(Records excerpted from a collection)
»»
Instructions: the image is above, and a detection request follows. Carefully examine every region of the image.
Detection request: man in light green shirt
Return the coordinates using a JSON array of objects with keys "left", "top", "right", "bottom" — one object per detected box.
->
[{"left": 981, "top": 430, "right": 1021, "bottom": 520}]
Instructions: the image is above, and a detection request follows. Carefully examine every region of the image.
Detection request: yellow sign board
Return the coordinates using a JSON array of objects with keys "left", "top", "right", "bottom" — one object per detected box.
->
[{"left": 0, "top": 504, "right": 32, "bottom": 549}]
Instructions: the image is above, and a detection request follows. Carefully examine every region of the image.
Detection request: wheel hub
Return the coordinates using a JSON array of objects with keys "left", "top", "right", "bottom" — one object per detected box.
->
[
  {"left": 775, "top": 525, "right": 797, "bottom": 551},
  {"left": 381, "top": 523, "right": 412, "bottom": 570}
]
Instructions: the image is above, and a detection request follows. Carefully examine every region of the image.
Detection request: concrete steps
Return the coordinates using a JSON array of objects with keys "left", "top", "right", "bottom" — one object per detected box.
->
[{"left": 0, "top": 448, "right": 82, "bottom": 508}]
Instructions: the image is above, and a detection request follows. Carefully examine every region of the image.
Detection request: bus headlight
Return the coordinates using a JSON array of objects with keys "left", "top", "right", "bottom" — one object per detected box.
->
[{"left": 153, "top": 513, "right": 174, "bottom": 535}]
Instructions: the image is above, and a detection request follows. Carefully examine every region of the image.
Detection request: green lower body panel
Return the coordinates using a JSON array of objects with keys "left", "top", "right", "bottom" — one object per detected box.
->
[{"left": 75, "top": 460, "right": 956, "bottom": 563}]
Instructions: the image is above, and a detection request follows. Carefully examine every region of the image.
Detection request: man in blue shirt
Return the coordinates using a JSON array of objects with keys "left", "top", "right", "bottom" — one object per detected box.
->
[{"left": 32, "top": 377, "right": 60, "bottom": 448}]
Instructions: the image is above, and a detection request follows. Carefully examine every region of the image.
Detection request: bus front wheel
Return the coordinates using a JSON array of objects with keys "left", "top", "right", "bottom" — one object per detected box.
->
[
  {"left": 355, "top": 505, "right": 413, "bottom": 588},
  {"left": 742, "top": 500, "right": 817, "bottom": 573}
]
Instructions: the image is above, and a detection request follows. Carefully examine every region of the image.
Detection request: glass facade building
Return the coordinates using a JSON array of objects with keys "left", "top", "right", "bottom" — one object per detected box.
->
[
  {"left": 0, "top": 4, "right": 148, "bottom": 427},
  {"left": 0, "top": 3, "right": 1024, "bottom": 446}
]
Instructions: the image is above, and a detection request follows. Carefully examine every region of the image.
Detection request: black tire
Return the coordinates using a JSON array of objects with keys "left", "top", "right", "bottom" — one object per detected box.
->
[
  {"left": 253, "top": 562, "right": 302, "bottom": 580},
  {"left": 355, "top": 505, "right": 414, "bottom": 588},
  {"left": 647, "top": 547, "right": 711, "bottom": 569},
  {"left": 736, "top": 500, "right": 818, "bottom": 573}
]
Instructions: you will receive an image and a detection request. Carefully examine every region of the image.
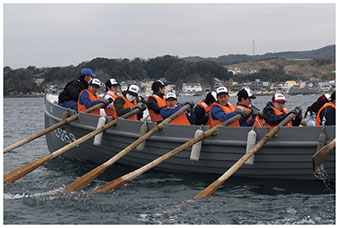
««
WRITTEN EXERCISE: List each line of the records that contains the string "wheel". Case counts.

EXERCISE SOLUTION:
Detection request: wheel hub
Detection request: bus front wheel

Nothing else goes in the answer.